__Texto de origen__
La esperanza perdida, encontrada y comunicada.
El Camino de Emaús, donde Jesús animó a sus discípulos, abierto a los peregrinos.
El Papa Francisco ha establecido que a partir de este domingo 26 de enero de 2020, cada III Domingo del Tiempo Ordinario del año litúrgico, se celebre el Domingo de la Palabra de Dios. Es una iniciativa del Pontífice, que tiene como objetivo reavivar la responsabilidad que los creyentes tienen en el conocimiento de la Sagrada Escritura y en mantenerla viva mediante un trabajo de transmisión y comprensión permanente, capaz de dar sentido a la vida de la Iglesia en las diversas condiciones en las que se encuentra.
El Consejo Pontificio para la Promoción de la Nueva Evangelización, recurre a un logotipo característico, que sea como un espacio de catequesis que ayude a comprender el significado de la celebración de este domingo. En este caso se ha tomado una escena bíblica muy conocida: el camino de los discípulos a la aldea de Emaús (cf. Lc 24,13-35), cuando en un momento dado del trayecto se acerca Jesús resucitado.
El icono destaca muchos aspectos que convergen en el Domingo de la Palabra de Dios. Se pueden observar, en primer lugar, los personajes. Junto al Cristo que tiene en sus manos el «pergamino del Libro», es decir, la Sagrada Escritura que se cumple en su persona, están los dos discípulos: Cleopa, como escribe explícitamente Lucas, y, según algunos exegetas, su esposa. Los dos rostros de los discípulos están vueltos al Señor; sus manos indican, respectivamente, la mano izquierda de la mujer a Cristo mismo, para afirmar que él es el cumplimiento de las antiguas promesas y la Palabra viva que debe ser anunciada al mundo; la mano izquierda de Cleopa indica, en cambio, el camino que los discípulos deben recorrer para llevar a todos la buena nueva del Evangelio.
El camino de Emaus. Reavivar en nuestro corazón el calor de la fe y de la esperanza.
La resurrección de Cristo, realizada en las primeras horas del domingo, es un hecho que los Evangelios afirman de modo claro y rotundo. Junto a la presentación de los primeros testimonios del sepulcro vacío -las santas mujeres, los apóstoles Pedro y Juan-, narran diversas apariciones de Jesús resucitado. Entre todas, la de los discípulos de Emaús, descrita con detalles conmovedores por san Lucas.

__Información proporcionada__

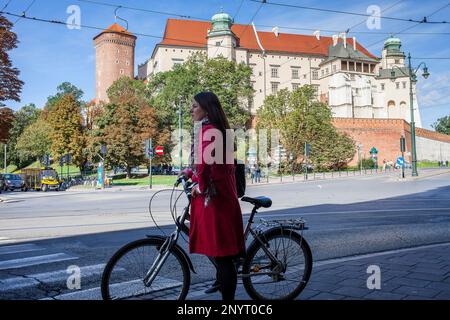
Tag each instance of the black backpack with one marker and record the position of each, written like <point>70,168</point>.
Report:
<point>240,178</point>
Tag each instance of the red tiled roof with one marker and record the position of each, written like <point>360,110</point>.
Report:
<point>116,29</point>
<point>193,33</point>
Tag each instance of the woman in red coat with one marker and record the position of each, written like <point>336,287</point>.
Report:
<point>216,227</point>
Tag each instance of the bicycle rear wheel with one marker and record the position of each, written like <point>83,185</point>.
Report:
<point>263,279</point>
<point>123,277</point>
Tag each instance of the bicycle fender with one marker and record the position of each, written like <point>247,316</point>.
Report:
<point>177,248</point>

__Tareas a realizar__
1. Responde a estas preguntas sobre el texto del Domingo de la Palabra de Dios:
(a) ¿A partir de qué fecha ha establecido el Papa Francisco que se celebre el Domingo de la Palabra de Dios?
(b) ¿Qué tiene Cristo en sus manos en el logotipo?
(c) ¿Qué indica la mano izquierda de Cleopa?
2. Transcribe sin cambios el fragmento del texto del Domingo de la Palabra de Dios que va desde "El Camino de Emaús, donde" hasta "que se encuentra.".
Los registros no desempeñan ningún papel en esto.

__Resultados por tarea__
1.
(a) A partir del domingo 26 de enero de 2020.
(b) El «pergamino del Libro», es decir, la Sagrada Escritura que se cumple en su persona.
(c) El camino que los discípulos deben recorrer para llevar a todos la buena nueva del Evangelio.

2.
El Camino de Emaús, donde Jesús animó a sus discípulos, abierto a los peregrinos.
El Papa Francisco ha establecido que a partir de este domingo 26 de enero de 2020, cada III Domingo del Tiempo Ordinario del año litúrgico, se celebre el Domingo de la Palabra de Dios. Es una iniciativa del Pontífice, que tiene como objetivo reavivar la responsabilidad que los creyentes tienen en el conocimiento de la Sagrada Escritura y en mantenerla viva mediante un trabajo de transmisión y comprensión permanente, capaz de dar sentido a la vida de la Iglesia en las diversas condiciones en las que se encuentra.